Try it:
Every line in the records below that holds "building" must be identified and copied.

Records from a data source
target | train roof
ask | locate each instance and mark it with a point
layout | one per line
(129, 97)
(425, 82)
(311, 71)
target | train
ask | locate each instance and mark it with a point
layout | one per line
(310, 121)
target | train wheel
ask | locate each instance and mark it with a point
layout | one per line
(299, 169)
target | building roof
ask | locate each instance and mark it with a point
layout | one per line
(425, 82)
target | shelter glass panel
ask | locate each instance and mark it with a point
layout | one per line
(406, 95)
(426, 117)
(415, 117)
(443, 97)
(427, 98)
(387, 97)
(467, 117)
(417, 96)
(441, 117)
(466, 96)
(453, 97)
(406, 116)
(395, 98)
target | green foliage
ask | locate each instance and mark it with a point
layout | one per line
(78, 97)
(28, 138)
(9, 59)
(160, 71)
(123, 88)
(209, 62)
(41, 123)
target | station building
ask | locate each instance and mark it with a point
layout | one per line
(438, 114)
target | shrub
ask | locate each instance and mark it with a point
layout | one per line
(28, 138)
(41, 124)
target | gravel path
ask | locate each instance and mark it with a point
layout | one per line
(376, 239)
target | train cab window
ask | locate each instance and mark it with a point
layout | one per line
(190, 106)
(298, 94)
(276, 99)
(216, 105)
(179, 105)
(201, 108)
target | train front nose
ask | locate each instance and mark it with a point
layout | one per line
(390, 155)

--

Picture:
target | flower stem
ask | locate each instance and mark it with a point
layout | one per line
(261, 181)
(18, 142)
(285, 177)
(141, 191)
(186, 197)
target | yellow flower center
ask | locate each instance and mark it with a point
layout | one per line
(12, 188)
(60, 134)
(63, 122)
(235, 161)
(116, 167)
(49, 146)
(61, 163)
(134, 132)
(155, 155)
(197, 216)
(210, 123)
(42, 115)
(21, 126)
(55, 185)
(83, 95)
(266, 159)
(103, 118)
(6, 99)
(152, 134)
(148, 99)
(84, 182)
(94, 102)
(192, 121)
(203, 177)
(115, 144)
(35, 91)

...

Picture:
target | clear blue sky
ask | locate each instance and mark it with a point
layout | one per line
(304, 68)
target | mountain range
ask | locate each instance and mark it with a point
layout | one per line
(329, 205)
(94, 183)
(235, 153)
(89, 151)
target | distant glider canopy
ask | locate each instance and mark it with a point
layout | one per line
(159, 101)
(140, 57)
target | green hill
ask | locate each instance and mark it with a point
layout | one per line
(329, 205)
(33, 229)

Finished task:
target | building roof
target | station building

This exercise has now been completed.